**KURZE ÜBUNG 1**. Aktualisiere den Abschnitt der Rezension, der mit „Systematische Theologie: Dogmatik“ beginnt und mit „70,00. ISBN 978-3-525-56418-9.“ endet, und ersetze darin „Worttheologie“ durch „Wort-Gottes-Theologie“. Gib den ganzen Abschnitt mit dieser Änderung wieder.

Systematische Theologie: Dogmatik

Autor/Hrsg.:

Ringleben, Joachim

Titel/Untertitel:

Sprachloses Wort? Zur Kritik an Barths und Tillichs Worttheologie – von der Sprache her.

Verlag:

Göttingen: Vandenhoeck & Ruprecht 2015. 200 S. = Forschungen zur systematischen und ökumenischen Theologie, 150. Geb. EUR 70,00. ISBN 978-3-525-56418-9.

Rezensent:

Christian Danz

Der emeritierte Göttinger systematische Theologe Joachim Ringleben hat in diesem Buch eine – wie es im Untertitel heißt – Kritik an Barths und Tillichs Worttheologie[n] vorgelegt. Dabei versteht sich die Studie ausdrücklich als Seitenstück zu R.s Buch Gott im Wort. Luthers Theologie von der Sprache her (2010) und macht an den beiden prominenten Theologen des 20. Jh.s die »notwendige Gegenrechnung« (8) auf. Auf der Folie seiner eigenen spekulativen sprachtheologischen Deutung der Theologie des Reformators wird von R. bei Barth und Tillich gefragt, »was wirklich an diese[n] Theologie[n] des Wortes Gottes dran ist« (39). Das Resultat der kritischen Evaluierung fällt ernüchternd aus: Die wichtigsten Theologien des Wortes Gottes aus dem 20. Jh. (wenn man Tillich einmal in diese mit einbeziehen möchte) vermochten es nicht, den Gehalt von Luthers Sprachtheologie zu erreichen, da sie programmatisch von der (menschlichen) Sprache abstrahieren, die Wort-Gottes-Theologie also gegen die Sprache konzipieren. Gott und sein Wort bleiben daher bei Barth und Tillich sprachlos. Diese These wird von R. in den beiden Hauptteilen seiner Untersuchung minutiös in enger Auseinandersetzung mit den Texten von Barth und Tillich rekonstruiert. Der umfangreichere erste Hauptteil nimmt K. Barths Lehre vom Worte Gottes (11–152) in den Blick, und der kürzere zweite handelt vom Wort Gottes bei P. Tillich (153–197).

**KURZE ÜBUNG 2**. Zieh aus den Zeilen jede heraus, in der die Zeichenfolge „target“ vorkommt.

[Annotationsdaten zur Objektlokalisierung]
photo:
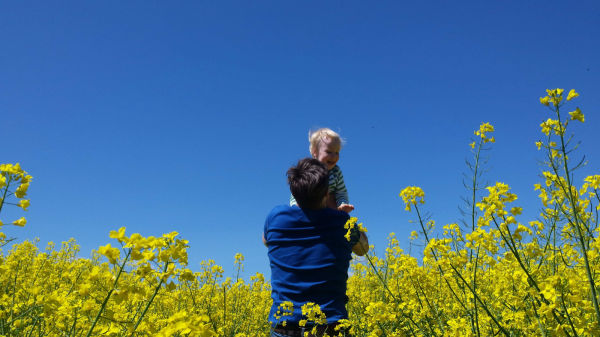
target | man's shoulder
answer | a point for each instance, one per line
(329, 216)
(280, 210)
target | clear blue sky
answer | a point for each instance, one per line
(163, 116)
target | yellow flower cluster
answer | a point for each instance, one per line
(411, 195)
(12, 175)
(484, 129)
(496, 275)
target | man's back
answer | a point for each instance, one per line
(309, 258)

**VOLLSTÄNDIGE ANTWORT 1**.
Systematische Theologie: Dogmatik

Autor/Hrsg.:

Ringleben, Joachim

Titel/Untertitel:

Sprachloses Wort? Zur Kritik an Barths und Tillichs Wort-Gottes-Theologie – von der Sprache her.

Verlag:

Göttingen: Vandenhoeck & Ruprecht 2015. 200 S. = Forschungen zur systematischen und ökumenischen Theologie, 150. Geb. EUR 70,00. ISBN 978-3-525-56418-9.

**VOLLSTÄNDIGE ANTWORT 2**.
target | man's shoulder
target | clear blue sky
target | yellow flower cluster
target | man's back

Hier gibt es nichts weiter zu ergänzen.